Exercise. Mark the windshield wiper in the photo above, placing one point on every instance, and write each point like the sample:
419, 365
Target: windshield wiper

..........

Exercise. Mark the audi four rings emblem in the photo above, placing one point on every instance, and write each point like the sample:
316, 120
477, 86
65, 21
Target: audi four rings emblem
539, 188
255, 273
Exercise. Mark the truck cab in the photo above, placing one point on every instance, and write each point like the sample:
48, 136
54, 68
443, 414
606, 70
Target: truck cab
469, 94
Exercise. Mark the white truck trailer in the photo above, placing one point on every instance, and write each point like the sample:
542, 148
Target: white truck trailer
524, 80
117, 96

..........

_Task to complete_
Go through the data and count every line where the word "windshield" appears. Give only that count.

_Written answer_
2